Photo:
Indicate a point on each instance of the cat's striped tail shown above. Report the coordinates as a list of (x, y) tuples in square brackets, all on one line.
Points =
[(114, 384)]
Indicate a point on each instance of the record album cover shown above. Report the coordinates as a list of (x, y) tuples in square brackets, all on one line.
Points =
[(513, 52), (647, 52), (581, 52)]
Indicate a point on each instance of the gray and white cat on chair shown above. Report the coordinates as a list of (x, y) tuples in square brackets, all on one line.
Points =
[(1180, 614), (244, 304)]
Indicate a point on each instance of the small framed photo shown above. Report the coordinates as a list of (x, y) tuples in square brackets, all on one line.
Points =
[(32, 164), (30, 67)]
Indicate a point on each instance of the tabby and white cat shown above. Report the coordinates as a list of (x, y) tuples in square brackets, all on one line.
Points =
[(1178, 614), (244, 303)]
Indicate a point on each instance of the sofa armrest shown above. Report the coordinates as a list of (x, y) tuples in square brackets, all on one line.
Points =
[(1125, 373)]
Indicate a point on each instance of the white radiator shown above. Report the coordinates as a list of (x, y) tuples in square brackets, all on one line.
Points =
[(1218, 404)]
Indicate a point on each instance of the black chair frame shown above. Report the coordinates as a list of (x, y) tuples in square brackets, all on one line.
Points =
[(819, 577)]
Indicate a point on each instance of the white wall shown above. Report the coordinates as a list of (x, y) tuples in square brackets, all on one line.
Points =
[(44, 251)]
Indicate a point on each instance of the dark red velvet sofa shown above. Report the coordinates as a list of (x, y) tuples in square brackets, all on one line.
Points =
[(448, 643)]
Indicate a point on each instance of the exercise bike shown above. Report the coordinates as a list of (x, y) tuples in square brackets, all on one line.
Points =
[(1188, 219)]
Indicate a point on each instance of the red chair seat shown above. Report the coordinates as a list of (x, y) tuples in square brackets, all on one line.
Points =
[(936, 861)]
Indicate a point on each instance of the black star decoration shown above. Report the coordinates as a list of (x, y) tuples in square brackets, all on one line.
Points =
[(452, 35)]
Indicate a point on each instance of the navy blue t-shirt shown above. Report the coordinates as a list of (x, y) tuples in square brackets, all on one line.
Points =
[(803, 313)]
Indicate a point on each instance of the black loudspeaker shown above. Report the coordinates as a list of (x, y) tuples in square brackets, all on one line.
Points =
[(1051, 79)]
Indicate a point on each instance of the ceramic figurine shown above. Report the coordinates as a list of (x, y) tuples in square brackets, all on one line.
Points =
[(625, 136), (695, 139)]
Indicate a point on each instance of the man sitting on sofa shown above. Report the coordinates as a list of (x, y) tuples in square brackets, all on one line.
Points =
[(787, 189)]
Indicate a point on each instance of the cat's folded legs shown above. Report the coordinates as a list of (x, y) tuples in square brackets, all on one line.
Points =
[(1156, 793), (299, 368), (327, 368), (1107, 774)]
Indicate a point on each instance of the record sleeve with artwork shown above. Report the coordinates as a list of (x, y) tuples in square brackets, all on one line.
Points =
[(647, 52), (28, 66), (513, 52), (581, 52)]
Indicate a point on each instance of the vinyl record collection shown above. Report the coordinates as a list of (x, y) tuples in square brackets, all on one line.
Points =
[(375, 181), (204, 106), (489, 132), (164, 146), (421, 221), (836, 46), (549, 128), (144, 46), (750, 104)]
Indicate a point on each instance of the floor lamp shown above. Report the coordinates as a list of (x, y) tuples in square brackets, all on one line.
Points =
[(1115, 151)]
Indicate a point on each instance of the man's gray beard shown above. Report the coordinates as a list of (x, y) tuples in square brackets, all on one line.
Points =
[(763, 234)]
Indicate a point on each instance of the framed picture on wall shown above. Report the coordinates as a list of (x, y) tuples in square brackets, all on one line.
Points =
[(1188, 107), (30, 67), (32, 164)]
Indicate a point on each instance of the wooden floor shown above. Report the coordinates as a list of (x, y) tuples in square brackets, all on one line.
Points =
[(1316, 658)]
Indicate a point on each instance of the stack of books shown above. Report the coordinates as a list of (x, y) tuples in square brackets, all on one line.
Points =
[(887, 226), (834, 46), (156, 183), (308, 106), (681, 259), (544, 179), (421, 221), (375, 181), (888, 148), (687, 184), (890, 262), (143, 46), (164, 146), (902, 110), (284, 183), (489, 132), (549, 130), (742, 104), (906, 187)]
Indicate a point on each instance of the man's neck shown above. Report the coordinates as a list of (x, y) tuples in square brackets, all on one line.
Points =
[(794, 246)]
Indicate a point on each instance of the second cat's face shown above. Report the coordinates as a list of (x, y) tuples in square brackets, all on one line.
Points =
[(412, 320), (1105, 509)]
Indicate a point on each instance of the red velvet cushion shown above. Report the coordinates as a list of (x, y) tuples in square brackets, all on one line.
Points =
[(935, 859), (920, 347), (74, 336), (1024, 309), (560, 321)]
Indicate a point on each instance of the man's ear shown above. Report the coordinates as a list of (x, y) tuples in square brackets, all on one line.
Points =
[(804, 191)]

☆ ☆ ☆ ☆ ☆

### REQUIREMENTS
Copy out every line exactly, from the start of the lines down through the line containing "[(32, 164), (30, 67)]", including that line.

### RESULT OF THE TASK
Photo:
Indicate a point on each instance of the cat's striped tail shown above. Report the coordinates as a list of (x, y) tuples in square brackets, all on one line.
Points =
[(114, 384)]
Indicate a point on each instance of the record album cover shown above. Report the coordinates as a list of (x, y) tuples in square brackets, all on one line.
Points =
[(513, 52), (647, 52), (581, 52)]
Indicate a point on each instance of the gray and white cat on chair shown above. Report the coordinates as a list of (x, y) tuples in square brackets, all on one line.
Points =
[(1180, 614), (244, 304)]
Indicate a point on each instance of the small framed photo shown above. Report the coordinates as a list of (x, y) tuples in square brackets, all on one line.
Points =
[(32, 164), (30, 67)]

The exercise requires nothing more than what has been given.